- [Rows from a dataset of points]
· · · · ·

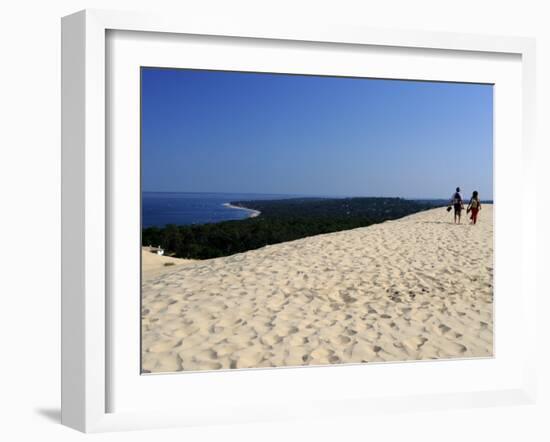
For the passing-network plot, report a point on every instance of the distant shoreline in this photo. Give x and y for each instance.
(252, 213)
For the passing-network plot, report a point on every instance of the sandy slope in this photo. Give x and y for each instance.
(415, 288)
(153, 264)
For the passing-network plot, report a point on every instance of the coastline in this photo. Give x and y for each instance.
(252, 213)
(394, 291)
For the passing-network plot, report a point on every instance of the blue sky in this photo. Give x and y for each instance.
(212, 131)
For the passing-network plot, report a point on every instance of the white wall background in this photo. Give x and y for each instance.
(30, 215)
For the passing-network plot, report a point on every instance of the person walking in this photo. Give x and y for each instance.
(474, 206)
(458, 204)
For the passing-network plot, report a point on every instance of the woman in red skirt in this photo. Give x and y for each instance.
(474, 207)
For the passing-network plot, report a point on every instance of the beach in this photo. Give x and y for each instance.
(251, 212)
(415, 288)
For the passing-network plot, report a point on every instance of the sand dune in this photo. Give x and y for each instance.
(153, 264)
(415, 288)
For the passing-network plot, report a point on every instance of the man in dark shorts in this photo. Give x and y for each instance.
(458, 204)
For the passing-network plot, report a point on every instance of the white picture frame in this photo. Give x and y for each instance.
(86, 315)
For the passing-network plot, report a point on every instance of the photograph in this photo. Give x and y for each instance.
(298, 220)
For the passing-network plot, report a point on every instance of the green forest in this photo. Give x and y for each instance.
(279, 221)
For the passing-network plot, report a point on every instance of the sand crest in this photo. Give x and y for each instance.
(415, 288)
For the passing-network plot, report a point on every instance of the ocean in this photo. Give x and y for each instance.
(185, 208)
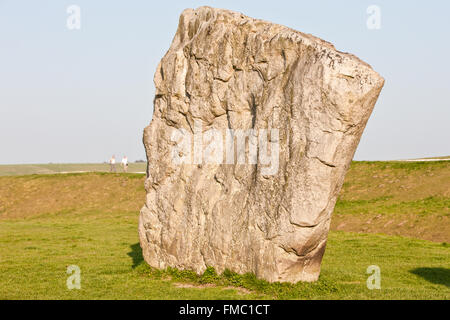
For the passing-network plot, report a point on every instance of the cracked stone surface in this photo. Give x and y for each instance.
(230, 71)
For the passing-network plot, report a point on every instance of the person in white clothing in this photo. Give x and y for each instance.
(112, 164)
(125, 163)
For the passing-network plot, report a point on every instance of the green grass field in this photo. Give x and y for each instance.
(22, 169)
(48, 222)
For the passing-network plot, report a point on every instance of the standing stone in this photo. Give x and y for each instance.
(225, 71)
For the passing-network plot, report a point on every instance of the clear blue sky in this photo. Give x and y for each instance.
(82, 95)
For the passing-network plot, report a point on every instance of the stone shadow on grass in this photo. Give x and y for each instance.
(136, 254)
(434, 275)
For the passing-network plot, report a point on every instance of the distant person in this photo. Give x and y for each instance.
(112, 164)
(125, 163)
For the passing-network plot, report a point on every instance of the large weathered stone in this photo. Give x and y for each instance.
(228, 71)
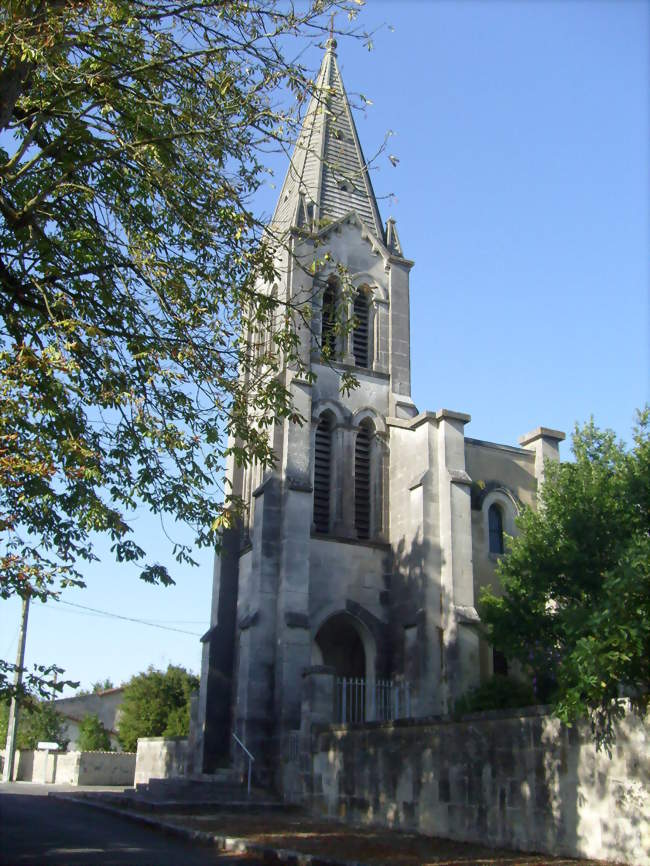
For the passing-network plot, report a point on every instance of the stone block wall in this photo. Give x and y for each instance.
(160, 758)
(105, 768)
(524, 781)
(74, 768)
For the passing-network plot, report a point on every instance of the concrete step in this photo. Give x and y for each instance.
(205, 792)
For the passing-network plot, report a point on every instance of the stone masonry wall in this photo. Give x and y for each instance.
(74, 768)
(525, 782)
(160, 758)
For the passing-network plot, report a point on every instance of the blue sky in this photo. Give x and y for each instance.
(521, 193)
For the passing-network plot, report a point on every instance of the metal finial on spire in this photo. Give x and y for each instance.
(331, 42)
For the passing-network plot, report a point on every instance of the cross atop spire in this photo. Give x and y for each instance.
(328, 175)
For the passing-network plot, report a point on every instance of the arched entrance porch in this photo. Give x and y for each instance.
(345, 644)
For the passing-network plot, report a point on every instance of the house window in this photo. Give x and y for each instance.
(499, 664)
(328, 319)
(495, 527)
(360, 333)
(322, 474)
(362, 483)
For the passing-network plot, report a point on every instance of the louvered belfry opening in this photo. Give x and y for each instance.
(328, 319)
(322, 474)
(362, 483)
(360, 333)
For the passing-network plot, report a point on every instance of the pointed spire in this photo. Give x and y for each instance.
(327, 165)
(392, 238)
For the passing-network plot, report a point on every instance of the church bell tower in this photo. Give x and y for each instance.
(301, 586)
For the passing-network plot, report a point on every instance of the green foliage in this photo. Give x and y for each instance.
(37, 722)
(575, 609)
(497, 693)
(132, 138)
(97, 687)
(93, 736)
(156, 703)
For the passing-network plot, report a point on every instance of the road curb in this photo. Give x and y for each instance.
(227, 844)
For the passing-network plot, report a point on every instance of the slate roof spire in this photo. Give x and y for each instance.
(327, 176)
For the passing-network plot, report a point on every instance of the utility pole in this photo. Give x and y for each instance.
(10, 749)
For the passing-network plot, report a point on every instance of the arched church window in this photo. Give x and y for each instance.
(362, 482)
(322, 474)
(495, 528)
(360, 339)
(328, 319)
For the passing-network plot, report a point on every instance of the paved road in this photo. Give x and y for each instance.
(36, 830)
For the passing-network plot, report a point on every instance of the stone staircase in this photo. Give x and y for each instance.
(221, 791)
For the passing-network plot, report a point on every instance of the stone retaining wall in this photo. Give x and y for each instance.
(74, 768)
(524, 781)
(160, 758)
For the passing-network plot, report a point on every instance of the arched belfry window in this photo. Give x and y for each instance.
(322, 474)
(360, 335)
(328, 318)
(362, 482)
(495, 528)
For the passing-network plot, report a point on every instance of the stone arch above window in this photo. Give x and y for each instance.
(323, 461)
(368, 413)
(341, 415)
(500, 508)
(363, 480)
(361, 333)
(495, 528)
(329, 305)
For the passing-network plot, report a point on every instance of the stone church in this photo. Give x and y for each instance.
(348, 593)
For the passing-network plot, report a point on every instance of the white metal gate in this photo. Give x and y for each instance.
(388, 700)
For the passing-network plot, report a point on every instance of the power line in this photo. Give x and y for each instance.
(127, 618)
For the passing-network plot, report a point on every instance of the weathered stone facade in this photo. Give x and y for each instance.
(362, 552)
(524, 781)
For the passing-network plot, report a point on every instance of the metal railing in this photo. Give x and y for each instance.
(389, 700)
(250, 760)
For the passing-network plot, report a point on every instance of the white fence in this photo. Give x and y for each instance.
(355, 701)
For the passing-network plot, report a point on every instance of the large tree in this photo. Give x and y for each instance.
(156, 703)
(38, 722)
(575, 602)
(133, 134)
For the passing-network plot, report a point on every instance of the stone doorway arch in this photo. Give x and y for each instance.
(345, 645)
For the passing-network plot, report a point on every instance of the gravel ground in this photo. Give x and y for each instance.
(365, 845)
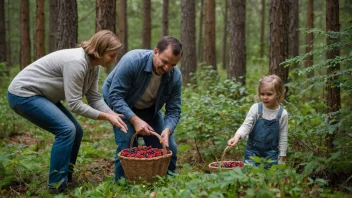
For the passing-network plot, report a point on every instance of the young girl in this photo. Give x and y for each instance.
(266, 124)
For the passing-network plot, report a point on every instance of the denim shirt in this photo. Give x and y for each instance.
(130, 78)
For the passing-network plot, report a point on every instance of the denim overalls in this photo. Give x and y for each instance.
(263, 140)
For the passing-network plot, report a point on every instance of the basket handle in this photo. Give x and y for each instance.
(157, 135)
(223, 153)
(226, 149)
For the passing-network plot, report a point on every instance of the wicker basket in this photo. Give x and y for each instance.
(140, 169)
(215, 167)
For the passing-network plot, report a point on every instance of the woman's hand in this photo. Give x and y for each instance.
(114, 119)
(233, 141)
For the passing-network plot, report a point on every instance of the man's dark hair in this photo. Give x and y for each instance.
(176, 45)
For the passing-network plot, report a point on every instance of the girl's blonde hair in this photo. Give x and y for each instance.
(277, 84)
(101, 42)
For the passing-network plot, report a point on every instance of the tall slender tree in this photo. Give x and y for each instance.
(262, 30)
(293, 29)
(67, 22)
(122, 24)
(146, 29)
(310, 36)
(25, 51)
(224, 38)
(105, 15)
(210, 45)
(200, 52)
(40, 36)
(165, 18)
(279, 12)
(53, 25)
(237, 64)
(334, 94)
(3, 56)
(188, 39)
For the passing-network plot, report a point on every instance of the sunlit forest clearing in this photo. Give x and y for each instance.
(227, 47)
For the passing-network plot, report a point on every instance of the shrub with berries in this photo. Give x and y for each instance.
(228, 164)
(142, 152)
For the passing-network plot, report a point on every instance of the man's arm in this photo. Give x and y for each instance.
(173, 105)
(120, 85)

· · · · ·

- [Directions for this task]
Copy out the lines above, beginning with the line that contains "the man's arm" and continuing through the end of the records.

- [Reply]
For the passing-network plot, report a point on every instance of the man's arm in this photo. Give x and y for each instance.
(173, 105)
(120, 85)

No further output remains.